▶ _To do_: List every line in the data below that contains the word "vegetation", copying each one in full. Treat uppercase and lowercase letters as different.

▶ _Data entries_:
◆ ◆ ◆

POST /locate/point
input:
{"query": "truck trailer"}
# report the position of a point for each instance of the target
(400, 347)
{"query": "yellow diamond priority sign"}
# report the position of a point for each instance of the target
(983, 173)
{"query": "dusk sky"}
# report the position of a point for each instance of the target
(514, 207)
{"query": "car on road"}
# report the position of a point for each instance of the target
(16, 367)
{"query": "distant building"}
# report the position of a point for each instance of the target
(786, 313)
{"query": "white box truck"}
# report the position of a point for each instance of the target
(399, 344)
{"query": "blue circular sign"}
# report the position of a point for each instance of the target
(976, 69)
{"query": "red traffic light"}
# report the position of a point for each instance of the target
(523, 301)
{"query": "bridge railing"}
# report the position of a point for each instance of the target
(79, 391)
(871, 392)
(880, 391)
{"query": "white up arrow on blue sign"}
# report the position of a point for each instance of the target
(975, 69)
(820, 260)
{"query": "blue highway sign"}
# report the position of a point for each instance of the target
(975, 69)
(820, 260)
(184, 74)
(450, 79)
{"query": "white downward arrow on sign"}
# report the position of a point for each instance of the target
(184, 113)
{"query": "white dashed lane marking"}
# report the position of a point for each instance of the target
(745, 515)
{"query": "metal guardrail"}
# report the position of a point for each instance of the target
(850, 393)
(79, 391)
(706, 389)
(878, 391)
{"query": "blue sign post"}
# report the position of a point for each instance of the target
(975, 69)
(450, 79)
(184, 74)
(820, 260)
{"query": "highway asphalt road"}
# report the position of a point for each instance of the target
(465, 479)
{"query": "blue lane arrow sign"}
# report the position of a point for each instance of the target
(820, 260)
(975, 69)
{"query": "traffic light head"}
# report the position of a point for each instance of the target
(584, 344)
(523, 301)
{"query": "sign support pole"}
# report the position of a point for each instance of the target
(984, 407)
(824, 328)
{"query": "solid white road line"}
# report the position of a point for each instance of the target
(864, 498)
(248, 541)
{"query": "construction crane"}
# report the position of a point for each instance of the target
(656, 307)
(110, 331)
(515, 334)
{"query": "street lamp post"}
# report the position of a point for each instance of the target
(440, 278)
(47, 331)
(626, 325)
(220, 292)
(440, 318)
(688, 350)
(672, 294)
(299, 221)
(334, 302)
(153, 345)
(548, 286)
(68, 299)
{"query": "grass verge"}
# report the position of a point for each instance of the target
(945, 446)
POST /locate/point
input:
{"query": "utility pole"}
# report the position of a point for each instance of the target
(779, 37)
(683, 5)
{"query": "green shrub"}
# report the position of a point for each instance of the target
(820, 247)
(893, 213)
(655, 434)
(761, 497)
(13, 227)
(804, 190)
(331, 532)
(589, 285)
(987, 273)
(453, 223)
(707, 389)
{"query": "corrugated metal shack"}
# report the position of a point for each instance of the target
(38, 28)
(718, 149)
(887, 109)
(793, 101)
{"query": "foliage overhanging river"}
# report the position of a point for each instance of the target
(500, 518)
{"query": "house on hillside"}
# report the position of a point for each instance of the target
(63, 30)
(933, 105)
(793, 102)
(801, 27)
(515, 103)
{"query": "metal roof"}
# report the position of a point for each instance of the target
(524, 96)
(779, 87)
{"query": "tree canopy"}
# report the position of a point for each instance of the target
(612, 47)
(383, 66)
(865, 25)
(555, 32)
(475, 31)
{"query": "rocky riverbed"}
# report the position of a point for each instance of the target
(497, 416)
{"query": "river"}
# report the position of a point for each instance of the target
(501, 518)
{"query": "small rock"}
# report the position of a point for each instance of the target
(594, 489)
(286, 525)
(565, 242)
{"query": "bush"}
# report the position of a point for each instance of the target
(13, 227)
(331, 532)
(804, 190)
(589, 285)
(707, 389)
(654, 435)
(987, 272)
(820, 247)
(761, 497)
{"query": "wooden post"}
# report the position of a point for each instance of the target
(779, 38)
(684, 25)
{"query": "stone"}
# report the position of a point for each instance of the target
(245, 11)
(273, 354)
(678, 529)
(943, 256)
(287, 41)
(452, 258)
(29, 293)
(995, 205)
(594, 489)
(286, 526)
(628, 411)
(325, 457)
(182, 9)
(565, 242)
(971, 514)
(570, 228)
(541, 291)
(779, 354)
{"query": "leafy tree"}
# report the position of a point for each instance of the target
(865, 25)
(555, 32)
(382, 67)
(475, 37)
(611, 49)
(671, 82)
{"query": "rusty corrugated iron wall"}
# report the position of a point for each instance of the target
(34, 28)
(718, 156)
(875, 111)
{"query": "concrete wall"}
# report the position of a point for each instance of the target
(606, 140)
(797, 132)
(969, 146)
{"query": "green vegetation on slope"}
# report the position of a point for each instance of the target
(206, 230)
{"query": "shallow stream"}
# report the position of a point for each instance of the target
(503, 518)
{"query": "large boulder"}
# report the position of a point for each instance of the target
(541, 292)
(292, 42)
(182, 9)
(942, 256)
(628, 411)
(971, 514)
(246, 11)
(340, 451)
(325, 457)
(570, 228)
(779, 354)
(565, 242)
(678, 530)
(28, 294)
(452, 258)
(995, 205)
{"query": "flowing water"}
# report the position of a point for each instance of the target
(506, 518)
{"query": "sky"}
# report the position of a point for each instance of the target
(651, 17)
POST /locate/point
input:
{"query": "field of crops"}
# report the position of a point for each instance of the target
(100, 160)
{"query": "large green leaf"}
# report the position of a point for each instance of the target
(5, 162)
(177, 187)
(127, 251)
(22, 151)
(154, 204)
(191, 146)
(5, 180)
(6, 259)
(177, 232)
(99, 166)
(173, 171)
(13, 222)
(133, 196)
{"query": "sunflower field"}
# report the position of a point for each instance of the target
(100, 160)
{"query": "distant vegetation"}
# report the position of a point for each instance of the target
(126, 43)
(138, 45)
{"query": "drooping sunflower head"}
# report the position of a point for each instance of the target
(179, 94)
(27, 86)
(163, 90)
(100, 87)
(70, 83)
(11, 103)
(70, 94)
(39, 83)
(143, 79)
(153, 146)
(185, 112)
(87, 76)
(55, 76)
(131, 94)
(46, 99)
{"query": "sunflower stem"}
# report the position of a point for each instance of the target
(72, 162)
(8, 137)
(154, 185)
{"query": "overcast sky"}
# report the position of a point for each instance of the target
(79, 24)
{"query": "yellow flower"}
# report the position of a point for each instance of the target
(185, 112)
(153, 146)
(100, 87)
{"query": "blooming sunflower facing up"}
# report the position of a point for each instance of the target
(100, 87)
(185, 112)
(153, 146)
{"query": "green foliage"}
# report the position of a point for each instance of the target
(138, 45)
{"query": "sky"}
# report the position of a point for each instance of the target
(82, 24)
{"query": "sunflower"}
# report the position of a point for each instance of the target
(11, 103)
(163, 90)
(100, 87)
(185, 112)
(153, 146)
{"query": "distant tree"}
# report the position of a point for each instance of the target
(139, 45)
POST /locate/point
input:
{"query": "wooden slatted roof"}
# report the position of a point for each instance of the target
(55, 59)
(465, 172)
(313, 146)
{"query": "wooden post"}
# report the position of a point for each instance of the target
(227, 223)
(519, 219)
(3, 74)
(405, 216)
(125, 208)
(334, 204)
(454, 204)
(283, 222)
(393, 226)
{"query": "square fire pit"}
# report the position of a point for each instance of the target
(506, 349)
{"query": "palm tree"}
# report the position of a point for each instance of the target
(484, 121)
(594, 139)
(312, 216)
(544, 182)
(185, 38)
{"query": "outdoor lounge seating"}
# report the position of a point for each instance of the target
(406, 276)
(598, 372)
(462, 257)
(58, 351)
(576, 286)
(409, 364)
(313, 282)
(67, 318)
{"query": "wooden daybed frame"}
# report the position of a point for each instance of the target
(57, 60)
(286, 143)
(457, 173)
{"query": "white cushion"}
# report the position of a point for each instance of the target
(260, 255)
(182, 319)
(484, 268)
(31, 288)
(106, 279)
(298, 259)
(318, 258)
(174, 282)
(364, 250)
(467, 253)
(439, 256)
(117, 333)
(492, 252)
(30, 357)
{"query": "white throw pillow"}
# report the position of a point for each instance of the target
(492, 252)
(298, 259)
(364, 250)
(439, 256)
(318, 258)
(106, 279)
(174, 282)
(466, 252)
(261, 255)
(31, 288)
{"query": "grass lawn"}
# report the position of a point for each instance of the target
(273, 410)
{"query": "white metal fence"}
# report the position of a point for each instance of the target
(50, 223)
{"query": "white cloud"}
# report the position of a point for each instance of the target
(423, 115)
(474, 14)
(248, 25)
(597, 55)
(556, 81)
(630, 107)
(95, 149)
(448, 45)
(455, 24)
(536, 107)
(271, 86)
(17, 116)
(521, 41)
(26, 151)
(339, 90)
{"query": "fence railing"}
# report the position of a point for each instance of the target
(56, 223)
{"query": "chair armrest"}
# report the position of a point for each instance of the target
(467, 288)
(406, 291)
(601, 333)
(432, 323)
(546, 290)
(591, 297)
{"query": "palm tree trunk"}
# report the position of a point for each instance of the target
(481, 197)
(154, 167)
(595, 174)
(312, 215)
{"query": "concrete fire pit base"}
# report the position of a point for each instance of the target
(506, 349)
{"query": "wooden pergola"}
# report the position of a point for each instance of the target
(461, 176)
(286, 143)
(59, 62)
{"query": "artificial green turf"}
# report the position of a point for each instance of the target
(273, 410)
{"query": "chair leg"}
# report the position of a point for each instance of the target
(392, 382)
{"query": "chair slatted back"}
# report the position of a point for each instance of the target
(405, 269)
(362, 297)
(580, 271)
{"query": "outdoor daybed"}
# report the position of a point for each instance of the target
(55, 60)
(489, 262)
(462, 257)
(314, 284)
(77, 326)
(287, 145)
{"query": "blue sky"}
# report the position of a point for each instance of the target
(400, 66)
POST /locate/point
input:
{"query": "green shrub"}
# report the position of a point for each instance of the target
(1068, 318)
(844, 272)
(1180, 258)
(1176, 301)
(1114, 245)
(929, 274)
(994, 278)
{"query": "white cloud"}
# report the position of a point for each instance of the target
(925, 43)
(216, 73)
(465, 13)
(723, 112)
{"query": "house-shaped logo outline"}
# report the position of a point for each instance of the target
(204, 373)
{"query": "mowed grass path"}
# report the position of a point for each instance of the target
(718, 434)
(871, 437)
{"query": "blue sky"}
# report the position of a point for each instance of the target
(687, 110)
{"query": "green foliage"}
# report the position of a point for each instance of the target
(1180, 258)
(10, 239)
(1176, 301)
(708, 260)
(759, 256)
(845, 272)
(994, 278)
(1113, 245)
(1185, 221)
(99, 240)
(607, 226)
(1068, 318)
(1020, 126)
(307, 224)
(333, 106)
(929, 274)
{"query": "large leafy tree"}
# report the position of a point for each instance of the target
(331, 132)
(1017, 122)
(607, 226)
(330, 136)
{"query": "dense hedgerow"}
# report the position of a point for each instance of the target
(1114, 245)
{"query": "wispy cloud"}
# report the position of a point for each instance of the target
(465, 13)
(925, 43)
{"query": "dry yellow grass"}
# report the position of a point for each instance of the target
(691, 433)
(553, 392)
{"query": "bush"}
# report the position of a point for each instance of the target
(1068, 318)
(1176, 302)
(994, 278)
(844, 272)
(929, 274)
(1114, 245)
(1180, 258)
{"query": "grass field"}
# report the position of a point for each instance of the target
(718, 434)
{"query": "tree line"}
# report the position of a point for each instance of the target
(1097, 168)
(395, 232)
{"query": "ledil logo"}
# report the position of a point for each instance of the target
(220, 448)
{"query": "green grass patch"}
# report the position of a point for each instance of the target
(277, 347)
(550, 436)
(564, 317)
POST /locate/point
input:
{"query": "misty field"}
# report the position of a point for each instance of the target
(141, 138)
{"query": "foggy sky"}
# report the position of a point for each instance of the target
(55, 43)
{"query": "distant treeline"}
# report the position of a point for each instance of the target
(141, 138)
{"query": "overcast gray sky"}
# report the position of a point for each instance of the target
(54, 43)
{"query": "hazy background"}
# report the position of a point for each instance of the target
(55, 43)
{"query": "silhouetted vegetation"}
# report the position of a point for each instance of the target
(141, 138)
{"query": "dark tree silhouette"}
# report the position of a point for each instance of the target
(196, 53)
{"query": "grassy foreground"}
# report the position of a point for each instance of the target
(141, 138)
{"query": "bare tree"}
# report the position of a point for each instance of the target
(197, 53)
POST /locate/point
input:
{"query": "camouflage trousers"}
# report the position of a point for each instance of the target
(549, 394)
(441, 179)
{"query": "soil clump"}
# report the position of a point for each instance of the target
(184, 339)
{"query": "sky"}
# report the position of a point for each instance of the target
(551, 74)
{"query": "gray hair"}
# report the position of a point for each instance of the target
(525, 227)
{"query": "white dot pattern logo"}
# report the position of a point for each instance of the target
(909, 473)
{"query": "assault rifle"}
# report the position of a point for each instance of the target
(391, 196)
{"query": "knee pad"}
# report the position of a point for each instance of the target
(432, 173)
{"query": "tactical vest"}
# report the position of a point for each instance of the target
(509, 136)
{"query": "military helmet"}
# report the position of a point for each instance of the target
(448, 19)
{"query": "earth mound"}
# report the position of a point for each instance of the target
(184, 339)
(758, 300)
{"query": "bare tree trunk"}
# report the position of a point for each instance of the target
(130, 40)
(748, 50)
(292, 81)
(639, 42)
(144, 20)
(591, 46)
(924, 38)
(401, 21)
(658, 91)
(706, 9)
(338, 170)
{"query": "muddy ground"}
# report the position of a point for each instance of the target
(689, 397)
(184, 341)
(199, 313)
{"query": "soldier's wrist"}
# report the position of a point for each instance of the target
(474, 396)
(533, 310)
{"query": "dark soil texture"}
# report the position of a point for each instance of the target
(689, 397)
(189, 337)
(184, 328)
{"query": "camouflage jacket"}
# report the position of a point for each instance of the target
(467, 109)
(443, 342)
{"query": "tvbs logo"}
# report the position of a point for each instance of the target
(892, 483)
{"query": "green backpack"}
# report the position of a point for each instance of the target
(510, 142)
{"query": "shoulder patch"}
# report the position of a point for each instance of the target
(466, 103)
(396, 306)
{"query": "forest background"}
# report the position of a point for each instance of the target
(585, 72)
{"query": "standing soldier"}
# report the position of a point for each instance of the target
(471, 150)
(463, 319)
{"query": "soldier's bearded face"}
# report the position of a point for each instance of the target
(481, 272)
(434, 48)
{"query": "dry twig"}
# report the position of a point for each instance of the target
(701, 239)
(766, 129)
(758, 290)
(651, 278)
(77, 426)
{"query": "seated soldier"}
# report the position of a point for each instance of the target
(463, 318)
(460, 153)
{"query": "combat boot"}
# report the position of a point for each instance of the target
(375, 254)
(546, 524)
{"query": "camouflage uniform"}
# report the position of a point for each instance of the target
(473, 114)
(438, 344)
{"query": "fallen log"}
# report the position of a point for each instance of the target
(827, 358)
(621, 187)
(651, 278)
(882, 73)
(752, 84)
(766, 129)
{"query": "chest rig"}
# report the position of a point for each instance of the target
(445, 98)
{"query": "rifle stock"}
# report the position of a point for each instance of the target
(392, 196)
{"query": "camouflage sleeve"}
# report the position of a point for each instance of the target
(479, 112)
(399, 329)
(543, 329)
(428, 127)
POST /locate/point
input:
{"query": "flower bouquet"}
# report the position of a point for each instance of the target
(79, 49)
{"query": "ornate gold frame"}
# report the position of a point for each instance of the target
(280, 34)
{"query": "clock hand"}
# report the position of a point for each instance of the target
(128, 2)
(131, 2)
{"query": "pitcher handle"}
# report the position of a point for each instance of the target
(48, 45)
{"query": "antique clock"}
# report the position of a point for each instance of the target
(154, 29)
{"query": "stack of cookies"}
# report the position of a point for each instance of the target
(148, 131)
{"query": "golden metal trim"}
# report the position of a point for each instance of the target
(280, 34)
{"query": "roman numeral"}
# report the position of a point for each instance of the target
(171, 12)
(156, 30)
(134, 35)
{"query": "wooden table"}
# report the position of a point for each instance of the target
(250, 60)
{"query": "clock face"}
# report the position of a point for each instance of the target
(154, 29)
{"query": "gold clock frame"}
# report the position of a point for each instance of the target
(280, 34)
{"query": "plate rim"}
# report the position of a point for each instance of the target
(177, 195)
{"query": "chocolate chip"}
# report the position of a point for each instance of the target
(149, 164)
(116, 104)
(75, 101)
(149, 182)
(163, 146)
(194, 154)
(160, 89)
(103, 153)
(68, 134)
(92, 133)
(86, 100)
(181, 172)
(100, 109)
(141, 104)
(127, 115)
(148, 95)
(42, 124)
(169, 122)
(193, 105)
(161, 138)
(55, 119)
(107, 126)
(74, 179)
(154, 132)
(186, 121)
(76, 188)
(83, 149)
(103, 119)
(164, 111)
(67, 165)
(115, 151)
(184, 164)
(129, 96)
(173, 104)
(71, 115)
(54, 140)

◆ ◆ ◆

▶ _Worked answer_:
{"query": "green vegetation on slope"}
{"query": "distant vegetation"}
{"query": "silhouetted vegetation"}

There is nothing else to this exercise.